## Short problem
Each line of the listing must be transcribed exactly, except for the images, which should be excluded.

## Extracted data
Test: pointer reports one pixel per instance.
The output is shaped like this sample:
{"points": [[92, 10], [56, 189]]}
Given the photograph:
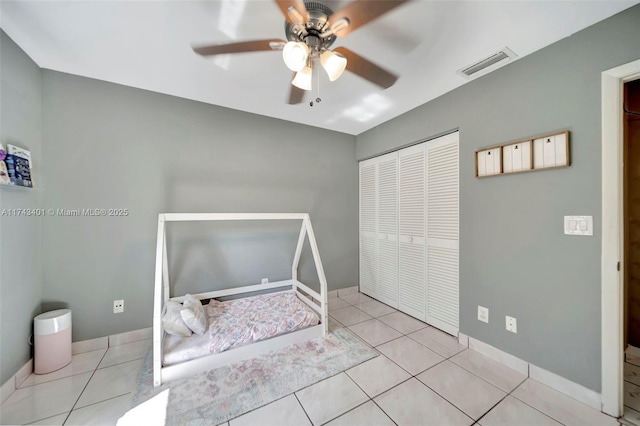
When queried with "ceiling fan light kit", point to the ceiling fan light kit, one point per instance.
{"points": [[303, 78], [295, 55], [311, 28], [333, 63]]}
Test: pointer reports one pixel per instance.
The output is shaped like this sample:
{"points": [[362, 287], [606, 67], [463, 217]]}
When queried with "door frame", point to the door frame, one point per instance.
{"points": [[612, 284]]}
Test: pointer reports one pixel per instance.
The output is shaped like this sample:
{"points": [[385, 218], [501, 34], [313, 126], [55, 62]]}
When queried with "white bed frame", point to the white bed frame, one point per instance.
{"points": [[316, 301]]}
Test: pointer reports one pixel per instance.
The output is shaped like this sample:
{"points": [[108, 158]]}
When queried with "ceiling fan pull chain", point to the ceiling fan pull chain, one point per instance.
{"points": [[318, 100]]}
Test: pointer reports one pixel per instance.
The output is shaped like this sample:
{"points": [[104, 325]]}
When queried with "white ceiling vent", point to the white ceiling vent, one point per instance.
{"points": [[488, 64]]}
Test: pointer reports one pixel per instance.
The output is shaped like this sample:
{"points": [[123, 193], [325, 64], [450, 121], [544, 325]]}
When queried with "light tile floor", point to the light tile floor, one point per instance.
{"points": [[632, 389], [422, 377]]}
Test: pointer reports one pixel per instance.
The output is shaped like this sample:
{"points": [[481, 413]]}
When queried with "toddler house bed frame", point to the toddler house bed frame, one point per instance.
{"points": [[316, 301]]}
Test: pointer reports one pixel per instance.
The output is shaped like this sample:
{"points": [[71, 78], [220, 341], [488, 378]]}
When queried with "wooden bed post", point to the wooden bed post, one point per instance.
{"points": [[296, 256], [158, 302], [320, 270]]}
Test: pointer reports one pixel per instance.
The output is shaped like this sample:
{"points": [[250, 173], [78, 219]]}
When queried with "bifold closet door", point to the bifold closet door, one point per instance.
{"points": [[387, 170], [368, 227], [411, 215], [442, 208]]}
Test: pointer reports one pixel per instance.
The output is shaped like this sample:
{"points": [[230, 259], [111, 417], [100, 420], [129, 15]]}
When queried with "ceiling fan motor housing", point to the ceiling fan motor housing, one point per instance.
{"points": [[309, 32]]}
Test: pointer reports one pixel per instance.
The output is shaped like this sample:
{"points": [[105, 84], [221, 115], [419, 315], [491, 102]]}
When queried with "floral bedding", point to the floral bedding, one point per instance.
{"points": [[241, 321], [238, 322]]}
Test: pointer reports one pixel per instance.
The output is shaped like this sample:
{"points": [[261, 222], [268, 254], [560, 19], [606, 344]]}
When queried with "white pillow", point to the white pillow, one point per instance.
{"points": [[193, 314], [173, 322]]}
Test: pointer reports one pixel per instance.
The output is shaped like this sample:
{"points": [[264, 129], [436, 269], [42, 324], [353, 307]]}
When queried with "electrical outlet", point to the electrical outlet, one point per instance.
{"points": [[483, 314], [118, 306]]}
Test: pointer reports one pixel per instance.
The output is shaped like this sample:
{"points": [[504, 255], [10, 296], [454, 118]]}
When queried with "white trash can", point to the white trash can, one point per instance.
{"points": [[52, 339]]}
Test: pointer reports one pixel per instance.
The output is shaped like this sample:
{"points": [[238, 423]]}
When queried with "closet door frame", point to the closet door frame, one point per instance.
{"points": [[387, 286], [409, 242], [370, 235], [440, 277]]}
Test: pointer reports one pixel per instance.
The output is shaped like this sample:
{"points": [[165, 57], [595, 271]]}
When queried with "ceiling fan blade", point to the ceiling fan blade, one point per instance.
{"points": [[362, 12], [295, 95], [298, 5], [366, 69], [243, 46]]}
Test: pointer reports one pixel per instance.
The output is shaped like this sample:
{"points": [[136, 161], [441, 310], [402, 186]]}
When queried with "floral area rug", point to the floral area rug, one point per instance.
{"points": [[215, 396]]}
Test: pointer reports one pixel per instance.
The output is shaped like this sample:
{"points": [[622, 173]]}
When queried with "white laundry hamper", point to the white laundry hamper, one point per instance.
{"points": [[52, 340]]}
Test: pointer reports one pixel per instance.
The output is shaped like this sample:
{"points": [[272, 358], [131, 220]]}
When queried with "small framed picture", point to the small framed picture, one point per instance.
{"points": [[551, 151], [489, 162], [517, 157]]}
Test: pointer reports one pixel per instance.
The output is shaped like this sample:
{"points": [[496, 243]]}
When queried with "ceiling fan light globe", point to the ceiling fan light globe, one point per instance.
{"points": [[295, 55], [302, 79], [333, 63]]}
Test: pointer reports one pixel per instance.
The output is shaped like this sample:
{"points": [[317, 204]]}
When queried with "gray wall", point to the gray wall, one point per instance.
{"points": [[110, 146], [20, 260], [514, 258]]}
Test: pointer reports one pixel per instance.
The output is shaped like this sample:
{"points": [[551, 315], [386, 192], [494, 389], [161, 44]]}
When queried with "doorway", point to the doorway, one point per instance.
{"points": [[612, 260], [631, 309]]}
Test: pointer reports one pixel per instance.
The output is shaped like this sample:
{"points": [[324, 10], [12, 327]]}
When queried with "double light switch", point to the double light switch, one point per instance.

## Completed task
Test: pointer reports one pixel per instance.
The output is shaped like this sample:
{"points": [[92, 10], [56, 189]]}
Given the photograph:
When queried with "ceiling fan light kit", point to the ceiling fan light kit, one point per instance.
{"points": [[303, 78], [295, 55], [311, 28], [333, 63]]}
Test: pointer reports one pixel per instance.
The output is shaped like this sample:
{"points": [[362, 287], [606, 67], [463, 217]]}
When queried with "door frame", point to the door frame, one point per instance.
{"points": [[612, 284]]}
Test: pointer reports one pixel per instance.
The output is shaped like this sample:
{"points": [[385, 218], [501, 34], [313, 126], [55, 62]]}
When queried with "white bed frame", point to the white bed frame, one point per instance.
{"points": [[316, 301]]}
Test: pointer reports one pixel per instance.
The output is shaped like this sample:
{"points": [[108, 158]]}
When queried with "ceiling fan pull chain", point to the ceiling fan pull chain, one point per instance.
{"points": [[318, 100]]}
Test: pointer reports one pixel per instance.
The output is shaped like this sample:
{"points": [[104, 325]]}
When queried with "white ceiling vent", point to the white ceiling vent, one point per instance.
{"points": [[488, 64]]}
Test: pointer reports one pixel per instance.
The output is shaped like this sample:
{"points": [[123, 193], [325, 64], [450, 121], [544, 325]]}
When queried with "light tile floor", point to the light tile floor, one point per instance.
{"points": [[632, 389], [422, 377]]}
Test: pointer reports one pixel per instance.
The output is shaped like this sample:
{"points": [[481, 413]]}
When queried with "toddler house bed frame", point to the toddler house bed frame, one point per instance.
{"points": [[316, 301]]}
Test: pointer reports one pixel per instance.
The output is shaped like this sample:
{"points": [[71, 78], [220, 341], [488, 378]]}
When queried with "wooden bed post", point to the wooden bed post, one point per instance.
{"points": [[296, 256], [158, 302], [320, 270]]}
Test: pointer reports one pixel per instance.
The output is shaped like this sample:
{"points": [[250, 173], [78, 219]]}
When queried with "bifold closet door", point to the bifold closet door, one point per instance.
{"points": [[387, 170], [368, 227], [411, 215], [442, 208]]}
Test: pointer reports one pixel per instance.
The output is shaped like this sample:
{"points": [[230, 259], [111, 417], [100, 420], [129, 15]]}
When queried with "ceiling fan motor housing", point to the ceiling fan motor housing, one point per instance.
{"points": [[309, 32]]}
Test: pointer reports one pixel per instance.
The output is shaped like this sample:
{"points": [[105, 84], [221, 115], [419, 315], [491, 102]]}
When queried with "floral bedding", point to the floral bedding, one point per instance.
{"points": [[241, 321], [238, 322]]}
Test: pointer reports one pixel per instance.
The output is shaped like this sample:
{"points": [[261, 222], [268, 254], [560, 19], [606, 344]]}
When queried with "white pillow", point to the white pillow, one point per instance.
{"points": [[193, 314], [173, 322]]}
Test: pointer reports one pixel per instance.
The output is shaped like this sample:
{"points": [[264, 129], [436, 269], [42, 324], [353, 307]]}
When queried with "electrical outlet", point to the electrical outlet, one point per instance.
{"points": [[483, 314], [118, 306]]}
Test: pointer reports one pixel per instance.
The output is shaped like this sample:
{"points": [[504, 255], [10, 296], [454, 118]]}
When queried with "white trash can", point to the white trash can, one point per instance.
{"points": [[52, 339]]}
Test: pointer reports one pixel per instance.
The output is shaped like this sample:
{"points": [[238, 423]]}
When queried with "closet door frame", point to the closet door frame, one point per instance.
{"points": [[387, 286], [409, 242], [370, 235], [440, 277]]}
Test: pointer reports one pixel per instance.
The output is shaped like this sample:
{"points": [[165, 57], [595, 271]]}
When queried with "ceiling fan blade", point to the ceiling fan blade, one point per instance.
{"points": [[362, 12], [295, 95], [298, 5], [366, 69], [243, 46]]}
Test: pointer reports one pixel per instance.
The output is shaped like this sample:
{"points": [[136, 161], [441, 310], [402, 186]]}
When queried with "floral area rug", point to the floral area rug, one point per instance.
{"points": [[215, 396]]}
Test: pointer reports one pixel per instance.
The output is shaped like this sample:
{"points": [[622, 173]]}
When queried with "white laundry hamper", point to the white laundry hamper, one point per instance.
{"points": [[52, 340]]}
Test: pointer reports one pixel per instance.
The output is shaped like this sample:
{"points": [[272, 358], [131, 220]]}
When queried with "small framed picture", point to the small framed picture, one point per instance.
{"points": [[551, 151], [489, 162], [517, 157]]}
Test: pointer reports one pixel per instance.
The output is shaped like this sample:
{"points": [[496, 243]]}
When queried with "ceiling fan light globe", point to the ceiling fan light globe, one point per instance.
{"points": [[295, 55], [302, 79], [333, 63]]}
Test: pointer reports one pixel per instance.
The output is shaped like this sample:
{"points": [[317, 204]]}
When queried with "gray wall", point to the gray wall, one point per instance.
{"points": [[110, 146], [20, 260], [514, 258]]}
Test: pointer reports one pixel per instance.
The output is shaped like this sample:
{"points": [[551, 315], [386, 192], [494, 389], [161, 44]]}
When queried with "doorway", point to the doorway, one point per instance.
{"points": [[612, 260], [631, 309]]}
Test: pointer reports one pixel per instance.
The output is shaped like this sample:
{"points": [[324, 10], [12, 327]]}
When queried with "double light switch", point to the double light switch, one point per instance.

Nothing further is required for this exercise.